【野球】なぜDeNAのバウアーは放送禁止用語を連発したのか?顔を真っ赤に染めて激怒&絶叫したワケ

 怒り狂っていた。1日のDeNA-中日戦。岡林を打ち取ってチェンジと思ったはずが、挟殺プレーのミスでオールセーフとなった瞬間、DeNA・バウアーが本塁付近でなぜだ?と両手を挙げ、放送禁止用語を連発して絶叫した。

 チームは4連敗中だった。自分で連敗を止めようと意気込んでいた。初回、先頭・大島の二塁打から高橋周に先制打を許し、二回にも大和の失策で背負ったピンチで踏ん張れず、岡林に追加点となる適時二塁打を浴びた。味方のミスが絡んだ場面だったからこそ、余計に0点でしのぎたかった。だが、イメージ通りに試合を描けなかったことに責任を感じていた。

 そして、あの場面が訪れる。六回2死一、二塁。岡林の打球は二遊間に飛んだ。二塁・牧が捕球したが、自身のポジショニングと打者走者が俊足ということもあって、一塁でアウトにすることを諦め、二塁を蹴って三塁に向かっていた一塁走者の龍空を追いかけた。三塁で止まっていた二塁走者の石橋が玉突きではじき出されるように本塁へ向かい出し、牧は捕手の伊藤に送球した。ボールを持った伊藤は三塁に石橋を追い詰めたが、三塁・京田には送球しなかった。それを見て龍空が二塁に戻り始めたが、伊藤は二塁ベース手前に位置した遊撃・大和にも送球せず、オールセーフに。まさかの事態に本塁ベース付近にいたバウアーは両手を挙げてなぜだ?と怒り、「チクショー」をはじめとする放送禁止用語を連発した。斎藤投手コーチが右腕をなだめる目的も兼ねてマウンドに来たが、それでもバウアーは吠え続けていた。

========================================

> _求める内容_
バウアーが激怒した場面を伝える野球記事を、最後の文に続けて書き進めよ。 次の資料は、この本文とは関係がない。

========================================

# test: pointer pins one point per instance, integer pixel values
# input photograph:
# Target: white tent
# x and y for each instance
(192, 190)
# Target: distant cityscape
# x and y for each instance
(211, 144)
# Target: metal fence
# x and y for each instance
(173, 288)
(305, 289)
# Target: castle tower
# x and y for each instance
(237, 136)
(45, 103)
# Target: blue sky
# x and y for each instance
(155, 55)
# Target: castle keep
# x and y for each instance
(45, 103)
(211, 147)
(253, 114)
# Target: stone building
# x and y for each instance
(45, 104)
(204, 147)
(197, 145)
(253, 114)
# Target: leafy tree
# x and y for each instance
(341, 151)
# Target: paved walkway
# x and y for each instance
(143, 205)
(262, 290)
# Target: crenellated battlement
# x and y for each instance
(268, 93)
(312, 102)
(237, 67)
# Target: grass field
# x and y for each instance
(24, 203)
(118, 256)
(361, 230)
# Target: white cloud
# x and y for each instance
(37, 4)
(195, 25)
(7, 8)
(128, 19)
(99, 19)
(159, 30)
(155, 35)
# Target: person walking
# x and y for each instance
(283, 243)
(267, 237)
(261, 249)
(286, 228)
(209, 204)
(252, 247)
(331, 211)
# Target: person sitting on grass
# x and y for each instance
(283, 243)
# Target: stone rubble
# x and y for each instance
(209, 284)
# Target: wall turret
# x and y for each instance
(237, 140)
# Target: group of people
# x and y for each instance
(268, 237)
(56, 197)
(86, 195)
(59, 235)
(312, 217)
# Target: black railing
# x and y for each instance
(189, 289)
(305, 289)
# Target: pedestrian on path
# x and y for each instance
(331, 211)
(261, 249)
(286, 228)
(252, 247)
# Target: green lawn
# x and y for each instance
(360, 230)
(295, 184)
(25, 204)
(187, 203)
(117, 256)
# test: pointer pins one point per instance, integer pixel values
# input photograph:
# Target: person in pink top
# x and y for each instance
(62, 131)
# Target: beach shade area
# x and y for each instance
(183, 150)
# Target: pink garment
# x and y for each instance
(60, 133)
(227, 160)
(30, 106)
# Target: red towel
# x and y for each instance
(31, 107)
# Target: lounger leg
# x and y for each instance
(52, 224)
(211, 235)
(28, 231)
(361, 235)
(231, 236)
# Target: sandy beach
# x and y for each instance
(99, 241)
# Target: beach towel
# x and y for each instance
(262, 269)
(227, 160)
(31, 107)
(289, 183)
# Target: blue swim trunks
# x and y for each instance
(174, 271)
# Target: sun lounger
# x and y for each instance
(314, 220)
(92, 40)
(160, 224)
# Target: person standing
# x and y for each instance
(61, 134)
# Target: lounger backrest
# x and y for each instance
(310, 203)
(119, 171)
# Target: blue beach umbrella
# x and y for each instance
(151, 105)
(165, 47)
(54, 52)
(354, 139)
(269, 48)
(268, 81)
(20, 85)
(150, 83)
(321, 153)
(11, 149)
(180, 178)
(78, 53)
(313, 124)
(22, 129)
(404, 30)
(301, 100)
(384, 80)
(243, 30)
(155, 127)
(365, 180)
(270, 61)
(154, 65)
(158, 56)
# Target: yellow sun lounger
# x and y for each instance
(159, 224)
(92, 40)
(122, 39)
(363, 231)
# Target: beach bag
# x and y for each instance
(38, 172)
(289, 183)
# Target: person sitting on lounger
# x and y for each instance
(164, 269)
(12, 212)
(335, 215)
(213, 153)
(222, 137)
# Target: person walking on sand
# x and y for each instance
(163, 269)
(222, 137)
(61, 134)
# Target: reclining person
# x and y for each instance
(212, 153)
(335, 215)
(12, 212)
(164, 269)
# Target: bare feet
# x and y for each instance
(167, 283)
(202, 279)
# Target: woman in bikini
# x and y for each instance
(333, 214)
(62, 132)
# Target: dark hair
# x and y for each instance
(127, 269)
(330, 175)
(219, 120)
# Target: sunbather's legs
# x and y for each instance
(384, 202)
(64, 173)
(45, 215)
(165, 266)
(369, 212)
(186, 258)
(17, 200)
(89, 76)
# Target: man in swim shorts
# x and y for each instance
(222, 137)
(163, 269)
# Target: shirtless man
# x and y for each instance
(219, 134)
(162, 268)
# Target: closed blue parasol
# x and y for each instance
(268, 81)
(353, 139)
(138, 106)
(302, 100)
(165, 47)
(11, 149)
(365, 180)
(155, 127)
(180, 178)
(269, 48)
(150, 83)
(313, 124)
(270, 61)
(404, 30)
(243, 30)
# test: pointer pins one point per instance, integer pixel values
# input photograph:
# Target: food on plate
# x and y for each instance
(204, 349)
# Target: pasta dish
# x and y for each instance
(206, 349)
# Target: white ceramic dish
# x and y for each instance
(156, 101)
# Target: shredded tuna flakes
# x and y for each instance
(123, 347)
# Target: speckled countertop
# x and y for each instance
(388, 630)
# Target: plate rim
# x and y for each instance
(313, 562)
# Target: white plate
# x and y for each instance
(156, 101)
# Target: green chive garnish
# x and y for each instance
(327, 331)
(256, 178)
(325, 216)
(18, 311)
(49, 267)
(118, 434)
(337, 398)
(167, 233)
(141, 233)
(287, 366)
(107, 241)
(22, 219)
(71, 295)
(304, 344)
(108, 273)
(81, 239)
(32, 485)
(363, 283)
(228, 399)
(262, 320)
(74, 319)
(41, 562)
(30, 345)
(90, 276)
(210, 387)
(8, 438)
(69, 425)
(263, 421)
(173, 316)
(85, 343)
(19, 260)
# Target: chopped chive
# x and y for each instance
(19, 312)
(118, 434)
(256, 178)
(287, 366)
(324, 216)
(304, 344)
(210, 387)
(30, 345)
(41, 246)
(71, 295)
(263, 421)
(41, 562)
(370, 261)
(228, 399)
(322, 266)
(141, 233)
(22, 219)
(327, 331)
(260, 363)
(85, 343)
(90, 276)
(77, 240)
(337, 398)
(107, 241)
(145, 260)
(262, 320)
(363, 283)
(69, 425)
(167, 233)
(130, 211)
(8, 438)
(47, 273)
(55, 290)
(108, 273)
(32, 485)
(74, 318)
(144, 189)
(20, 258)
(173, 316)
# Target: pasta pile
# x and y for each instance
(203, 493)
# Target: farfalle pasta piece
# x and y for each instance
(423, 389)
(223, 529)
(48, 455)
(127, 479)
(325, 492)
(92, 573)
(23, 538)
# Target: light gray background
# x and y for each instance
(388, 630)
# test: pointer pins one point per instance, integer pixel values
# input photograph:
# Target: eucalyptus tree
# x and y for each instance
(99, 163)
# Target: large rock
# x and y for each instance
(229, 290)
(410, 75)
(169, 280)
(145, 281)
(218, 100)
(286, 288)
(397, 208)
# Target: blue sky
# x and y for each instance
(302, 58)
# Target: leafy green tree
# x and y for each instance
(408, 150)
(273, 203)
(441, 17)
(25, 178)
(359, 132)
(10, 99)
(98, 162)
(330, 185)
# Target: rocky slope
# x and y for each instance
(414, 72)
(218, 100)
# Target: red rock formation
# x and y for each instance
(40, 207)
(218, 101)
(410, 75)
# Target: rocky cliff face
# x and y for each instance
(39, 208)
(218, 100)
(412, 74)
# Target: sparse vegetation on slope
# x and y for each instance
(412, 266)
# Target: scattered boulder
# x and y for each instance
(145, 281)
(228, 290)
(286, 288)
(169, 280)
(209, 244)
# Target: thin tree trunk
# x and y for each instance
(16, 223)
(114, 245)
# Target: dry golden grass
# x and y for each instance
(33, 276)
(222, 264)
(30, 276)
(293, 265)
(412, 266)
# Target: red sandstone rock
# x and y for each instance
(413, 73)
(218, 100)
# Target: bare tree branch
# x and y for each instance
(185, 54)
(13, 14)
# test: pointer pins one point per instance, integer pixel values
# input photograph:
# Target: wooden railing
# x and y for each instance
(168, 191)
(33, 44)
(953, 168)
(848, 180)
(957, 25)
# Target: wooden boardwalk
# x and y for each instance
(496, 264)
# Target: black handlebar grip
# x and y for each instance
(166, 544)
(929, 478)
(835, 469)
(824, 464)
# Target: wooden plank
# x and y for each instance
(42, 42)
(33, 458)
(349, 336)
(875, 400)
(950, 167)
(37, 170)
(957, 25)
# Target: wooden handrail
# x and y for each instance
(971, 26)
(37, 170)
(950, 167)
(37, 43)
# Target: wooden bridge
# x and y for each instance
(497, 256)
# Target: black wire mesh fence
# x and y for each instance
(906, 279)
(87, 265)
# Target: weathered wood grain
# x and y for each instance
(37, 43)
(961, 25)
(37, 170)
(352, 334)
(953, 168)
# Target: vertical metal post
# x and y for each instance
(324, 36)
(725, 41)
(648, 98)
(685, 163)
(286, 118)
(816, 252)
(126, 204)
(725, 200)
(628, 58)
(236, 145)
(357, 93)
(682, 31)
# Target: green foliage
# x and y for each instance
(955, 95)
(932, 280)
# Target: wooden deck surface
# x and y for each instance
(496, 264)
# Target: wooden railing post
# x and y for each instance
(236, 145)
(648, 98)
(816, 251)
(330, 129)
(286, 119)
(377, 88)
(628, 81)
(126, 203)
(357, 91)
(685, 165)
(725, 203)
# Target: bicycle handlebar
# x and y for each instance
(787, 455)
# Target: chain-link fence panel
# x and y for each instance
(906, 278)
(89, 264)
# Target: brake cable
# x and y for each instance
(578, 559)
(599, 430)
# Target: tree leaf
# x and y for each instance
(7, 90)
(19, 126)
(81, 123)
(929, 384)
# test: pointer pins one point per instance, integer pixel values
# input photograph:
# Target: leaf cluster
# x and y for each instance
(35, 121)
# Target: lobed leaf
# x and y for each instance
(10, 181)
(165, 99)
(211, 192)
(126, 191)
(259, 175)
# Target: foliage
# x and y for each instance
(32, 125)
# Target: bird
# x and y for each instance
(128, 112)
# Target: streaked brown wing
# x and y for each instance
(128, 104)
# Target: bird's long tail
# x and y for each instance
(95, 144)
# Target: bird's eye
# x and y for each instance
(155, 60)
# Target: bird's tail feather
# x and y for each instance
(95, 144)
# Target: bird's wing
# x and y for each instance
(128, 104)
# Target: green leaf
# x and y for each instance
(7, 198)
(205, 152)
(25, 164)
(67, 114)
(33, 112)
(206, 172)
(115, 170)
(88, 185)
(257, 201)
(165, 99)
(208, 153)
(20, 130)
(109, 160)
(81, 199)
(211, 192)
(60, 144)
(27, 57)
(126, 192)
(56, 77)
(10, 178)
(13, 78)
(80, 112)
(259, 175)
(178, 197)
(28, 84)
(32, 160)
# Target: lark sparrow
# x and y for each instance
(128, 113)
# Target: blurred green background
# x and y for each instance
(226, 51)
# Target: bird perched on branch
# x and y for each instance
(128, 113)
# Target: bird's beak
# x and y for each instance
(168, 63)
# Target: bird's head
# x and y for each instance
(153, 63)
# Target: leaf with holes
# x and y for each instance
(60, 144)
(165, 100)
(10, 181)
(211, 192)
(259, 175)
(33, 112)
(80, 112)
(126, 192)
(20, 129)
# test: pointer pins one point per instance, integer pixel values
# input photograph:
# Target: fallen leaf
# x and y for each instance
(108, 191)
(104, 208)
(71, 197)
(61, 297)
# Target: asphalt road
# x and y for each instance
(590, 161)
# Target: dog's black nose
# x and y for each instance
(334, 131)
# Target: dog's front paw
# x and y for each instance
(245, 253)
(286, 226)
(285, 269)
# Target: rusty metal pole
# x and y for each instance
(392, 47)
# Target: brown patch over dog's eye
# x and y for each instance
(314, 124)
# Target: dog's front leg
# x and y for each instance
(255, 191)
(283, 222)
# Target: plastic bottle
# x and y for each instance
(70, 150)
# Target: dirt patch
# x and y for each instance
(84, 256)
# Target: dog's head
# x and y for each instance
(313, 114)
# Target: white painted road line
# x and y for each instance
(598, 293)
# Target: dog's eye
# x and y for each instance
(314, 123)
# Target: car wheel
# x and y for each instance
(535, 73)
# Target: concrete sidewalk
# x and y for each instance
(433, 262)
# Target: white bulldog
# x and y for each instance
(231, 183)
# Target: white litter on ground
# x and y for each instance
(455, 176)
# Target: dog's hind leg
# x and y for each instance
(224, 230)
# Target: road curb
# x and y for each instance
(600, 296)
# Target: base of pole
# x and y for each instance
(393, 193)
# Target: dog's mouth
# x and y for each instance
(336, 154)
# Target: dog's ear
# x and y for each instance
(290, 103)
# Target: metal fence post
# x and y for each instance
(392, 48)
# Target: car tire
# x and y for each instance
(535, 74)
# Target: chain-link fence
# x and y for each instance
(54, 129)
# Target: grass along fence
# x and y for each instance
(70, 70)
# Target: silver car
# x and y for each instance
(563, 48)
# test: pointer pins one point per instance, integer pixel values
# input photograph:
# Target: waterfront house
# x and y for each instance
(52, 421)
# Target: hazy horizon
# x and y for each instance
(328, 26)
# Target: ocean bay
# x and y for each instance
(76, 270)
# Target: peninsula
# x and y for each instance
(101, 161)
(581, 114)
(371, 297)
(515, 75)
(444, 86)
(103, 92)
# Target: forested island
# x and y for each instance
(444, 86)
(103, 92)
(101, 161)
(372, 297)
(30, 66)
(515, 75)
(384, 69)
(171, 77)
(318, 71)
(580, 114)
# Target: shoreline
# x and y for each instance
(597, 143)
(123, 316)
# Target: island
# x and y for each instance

========================================

> _出力結果_
 ただ、2020年にサイ・ヤング賞に輝いた実力はダテではなかった。2死満塁の場面で迎えた高橋周に3球連続で直球勝負を挑み、来日最速タイとなる159キロをマークするなどして投ゴロに仕留めた。ベースカバーに入ろうとした一塁・ソトを制して全力疾走で一塁ベースを踏み、絶体絶命のピンチを無失点で切り抜けた。

 バウアーは試合後、感情をむき出しにした六回の場面について「自分自身をコントロールできていたとは思っていません。誰かに対して腹が立っていた訳ではありません。強いて言えば自分に腹が立っていました。ヒットと記録されていましたけど、自分自身のエラーも不運もありましたし、優勝するための野球が、あのイニングに関してはできていなかった。その状況に腹が立っていました」と冷静に振り返った。

 バウアーはインディアンス時代の2019年にも、五回途中8失点で交代を告げられた際、怒りから手にしたボールをバックスクリーン方向に投げつける失態を演じ、試合後に謝罪する一幕があるなど、瞬間的に血が頭に上りやすい一面があると推測される。

 また、横浜スタジアムでの投手の激怒といえば、阪神時代の下柳剛が、遊撃・田中秀太らのミスに激怒し、マウンドに2度も自らのグラブをたたきつけるシーンが思い出される。

 阪神OBの中田良弘氏は今回のバウアーの言動について「同じ投手として気持ちはすごい分かる」とした。自身の経験談として「新人の時、後楽園での巨人戦で先輩のエラーが絡んでサヨナラ負けした時、ベンチ前でグラブを叩きつけたことがあった。俺としては自分への腹立たしさからだったんだけど、翌日、投手コーチから『先輩たちから何か言われなかったか?ああいう態度はよくないぞ』と注意されたことを覚えてる」と続けた。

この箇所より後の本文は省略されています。